Si segnala infine che le comunità alloggio in funzione nel Comune di Torino alla data del 30 giugno 1987 sono:

- 26 per minori handicappati e non handicappati;

- 5 per minori e adulti insufficienti mentali;

- 1 per adulti handicappati fisici;

- 5 per anziani;

- 4 per gestanti e madri.

Gli affidamenti familiari di minori a scopo edu­cativo a parenti e a terzi realizzati dal Comune di Torino dal 1976 al 31 dicembre 1986 ammonta­no a 1510.

I centri diurni per insufficienti mentali gravi e gravissimi, non in grado a causa delle loro condizioni psico-fisiche di inserirsi nel mondo del lavoro, funzionanti nel Comune di Torino sono 20 (capienza 20-30 posti).

 

Perché insistiamo sul volontariato promozionale

Anche sulla base delle esperienze acquisite dall'ANFAA, dall'ULCES e dal CSA, riteniamo che l'azione del volontariato promozionale è indispen­sabile per migliorare e, per quanto possibile, cam­biare radicalmente le condizioni di vita delle cen­tinaia di migliaia di persone che non sono in grado di autodifendersi a causa della loro età o della gravità delle condizioni di vita. Ci riferiamo ai bambini in situazione di abbandono, agli insuf­ficienti mentali gravissimi ed agli anziani cro­nici non autosufficienti, i cui diritti fondamentali sono troppo spesso violati.

Occorre tener conto che ammontano a decine di migliaia le persone che non sono in grado di manifestare le loro esigenze fondamentali: la loro situazione psico-fisica è tale per cui non pos­sono nemmeno segnalare di avere caldo o freddo, fame o sete. Altre decine di migliaia di persone sono capaci di esprimere le loro esigenze, ma se non vengono imboccate non mangiano, se non si mette il bicchiere sulle loro labbra soffriranno di disidratazione, se non sono coperte patiranno il freddo, se non sono pulite resteranno adagiate sui loro escrementi.

Non sono situazioni eccezionali o che riguar­dano solo certi gruppi sociali. Negli ultimi anni hanno vissuto in condizione di assoluta non auto­sufficienza un ex Presidente del Consiglio dei Mi­nistri, scrittori illustri, altre personalità note per il loro impegno e il loro dinamismo.

 

Per un intervento efficace

In riferimento all'impegno personale, il volon­tariato promozionale non può essere posto su uno scalino più alto o più basso del volontariato gestionale. È tuttavia opportuno verificare, sulla base delle esperienze concrete, se - come cre­diamo - l'attività promozionale sia più efficace del volontariato di assistenza diretta.

I dati di fatto che sono stati sottoposti alla ve­rifica e alla riflessione dei lettori, dimostrano due cose.

METTI IN PRATICA >>
1/ Traduci in inglese questa frase del brano: "Gli affidamenti familiari di minori a scopo educativo a parenti e a terzi realizzati dal Comune di Torino dal 1976 al 31 dicembre 1986 ammontano a 1510."
2/ Secondo il brano, quali categorie di destinatari hanno le comunità alloggio in funzione nel Comune di Torino al 30 giugno 1987? Indica per ciascuna il numero di comunità.

DATI FORNITI >>
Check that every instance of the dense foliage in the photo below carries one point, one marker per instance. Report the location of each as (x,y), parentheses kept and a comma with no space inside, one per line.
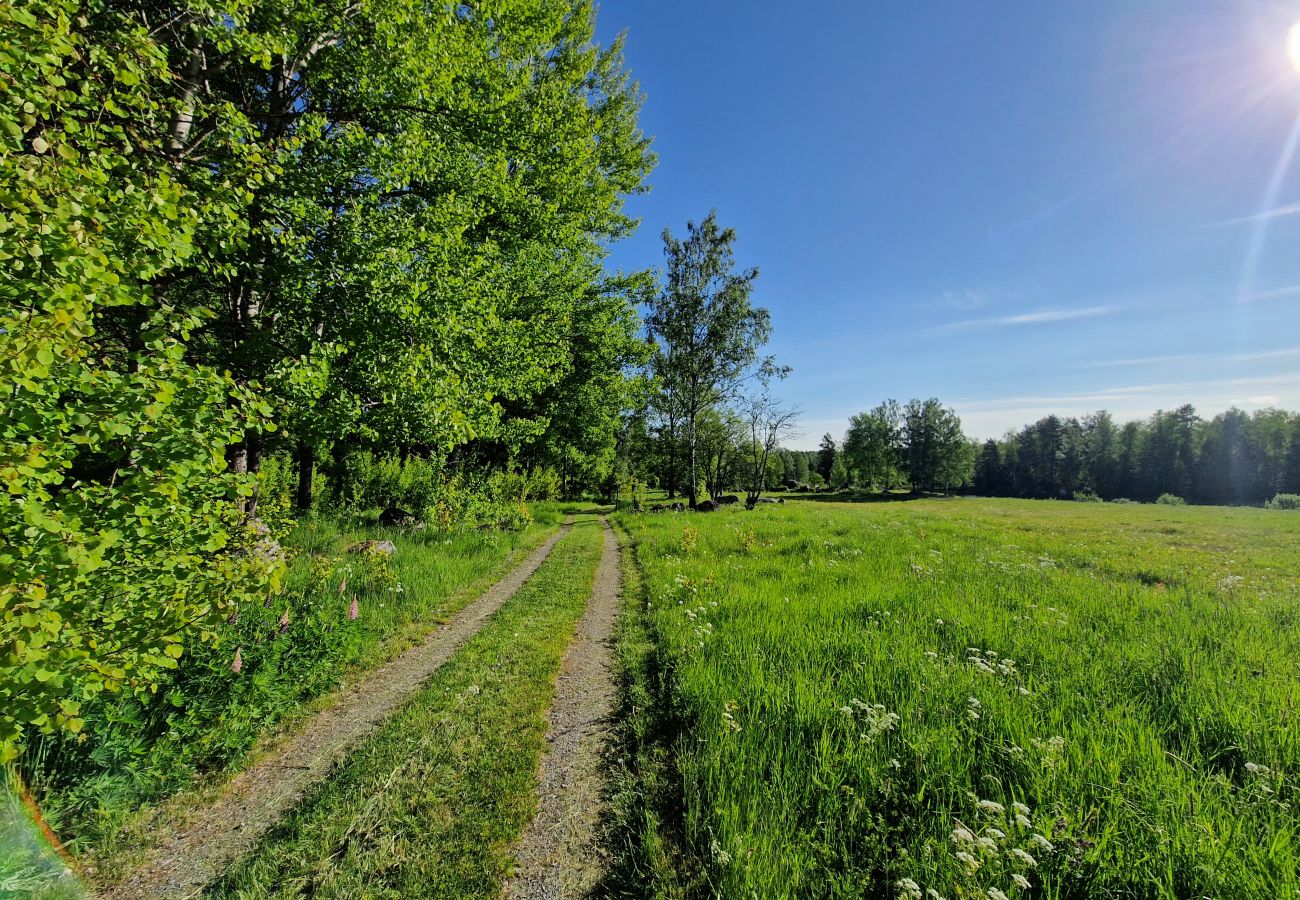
(1231,459)
(246,232)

SOLUZIONI >>
1/ The family foster placements of minors for educational purposes with relatives and third parties carried out by the Municipality of Turin from 1976 to December 31, 1986 amount to 1,510.

2/
- Minori handicappati e non handicappati: 26
- Minori e adulti insufficienti mentali: 5
- Adulti handicappati fisici: 1
- Anziani: 5
- Gestanti e madri: 4